• Provided text:

*** Begin section ***

Exercise 1000.1 — FFNN regression for engine prediction¶

A simple neural network surrogate (PyTorch)¶

Files¶

🧪 Script
FFNN.py

🧪 Dataset
b777_engine_inputs.dat b777_engine_outputs.dat

🧪 Supporting script
b777_engine.py

Supporting script (model/data context): b777_engine.py

How to run¶

From the script folder (chapters/1000_ML/scripts):

python FFNN.py

Expected outputs typically include:

printed training progress (loss vs epoch)
saved plots (e.g., loss history, parity plots) in the chapter outputs/ folder

Learning objectives¶

By completing this exercise, you will learn to:

Train a feed-forward neural network (FFNN) to approximate an engineering mapping
Split data into train/validation/test sets and evaluate generalization
Use appropriate regression diagnostics beyond a single loss value
Understand why scaling and data leakage matter
Interpret ML results in an engineering way: where does the surrogate work, and where does it fail?

What you are modeling¶

You are learning a surrogate of the form:

\[ \mathbf{x} \rightarrow \mathbf{y} \]

where \(\mathbf{x}\) comes from b777_engine_inputs.dat and \(\mathbf{y}\) from b777_engine_outputs.dat.

You should treat this like a real engineering surrogate task: - inputs may have different units and scales, - outputs may have different magnitudes and sensitivities, - the model may behave poorly near the edges of the data domain.

The role of b777_engine.py is to give context on what the variables represent (and/or how the dataset was generated).

Guided questions¶

1) Data and scaling¶

Are the input variables on comparable numerical scales?
What happens to training if no normalization is applied?

*** End section ***

• Dataset content:
*** Begin section ***

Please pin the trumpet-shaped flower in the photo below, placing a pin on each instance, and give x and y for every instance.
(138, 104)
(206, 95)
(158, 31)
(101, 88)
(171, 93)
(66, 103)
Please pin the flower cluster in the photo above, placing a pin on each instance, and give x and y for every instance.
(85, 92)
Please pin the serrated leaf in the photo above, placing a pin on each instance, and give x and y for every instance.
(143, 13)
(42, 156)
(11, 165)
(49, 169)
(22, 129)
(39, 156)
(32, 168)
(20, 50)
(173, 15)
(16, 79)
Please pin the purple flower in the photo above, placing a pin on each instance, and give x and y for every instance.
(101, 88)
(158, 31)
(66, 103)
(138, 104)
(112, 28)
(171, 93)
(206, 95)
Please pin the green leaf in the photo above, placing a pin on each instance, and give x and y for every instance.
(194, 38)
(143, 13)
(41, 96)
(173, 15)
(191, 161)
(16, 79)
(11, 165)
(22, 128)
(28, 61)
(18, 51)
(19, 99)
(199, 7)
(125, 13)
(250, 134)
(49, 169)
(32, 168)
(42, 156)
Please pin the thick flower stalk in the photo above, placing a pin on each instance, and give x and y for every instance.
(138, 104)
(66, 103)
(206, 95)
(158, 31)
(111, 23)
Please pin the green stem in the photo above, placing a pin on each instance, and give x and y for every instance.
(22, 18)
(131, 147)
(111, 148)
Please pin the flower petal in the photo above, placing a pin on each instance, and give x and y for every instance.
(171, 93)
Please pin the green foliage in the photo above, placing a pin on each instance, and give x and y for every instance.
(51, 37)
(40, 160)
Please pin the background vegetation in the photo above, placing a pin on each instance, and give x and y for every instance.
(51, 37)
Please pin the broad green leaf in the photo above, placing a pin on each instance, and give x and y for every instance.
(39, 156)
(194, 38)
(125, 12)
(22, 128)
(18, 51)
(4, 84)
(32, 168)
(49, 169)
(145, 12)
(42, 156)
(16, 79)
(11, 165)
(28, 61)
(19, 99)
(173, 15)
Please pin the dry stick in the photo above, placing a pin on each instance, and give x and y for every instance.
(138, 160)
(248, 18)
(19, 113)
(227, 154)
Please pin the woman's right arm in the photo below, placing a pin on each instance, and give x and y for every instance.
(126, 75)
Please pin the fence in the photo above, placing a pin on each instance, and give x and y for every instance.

*** End section ***

• Tasks and exercises:
1. Using the FFNN exercise text, decide whether each statement agrees with it. Answer yes or no for each, and quote the words of the text that decide it.
(a) The script is meant to be run from the chapters/1000_ML/scripts folder.
(b) The neural network surrogate is built with TensorFlow.
(c) The model is expected to behave best near the edges of the data domain.
2. From the FFNN exercise text, output the passage starting at "You are learning" and ending at "the data domain.", word for word.

• Answers:
1.
(a) Yes: "From the script folder (chapters/1000_ML/scripts):"
(b) No: "A simple neural network surrogate (PyTorch)"
(c) No: "the model may behave poorly near the edges of the data domain"

2.
You are learning a surrogate of the form:

\[ \mathbf{x} \rightarrow \mathbf{y} \]

where \(\mathbf{x}\) comes from b777_engine_inputs.dat and \(\mathbf{y}\) from b777_engine_outputs.dat.

You should treat this like a real engineering surrogate task: - inputs may have different units and scales, - outputs may have different magnitudes and sensitivities, - the model may behave poorly near the edges of the data domain.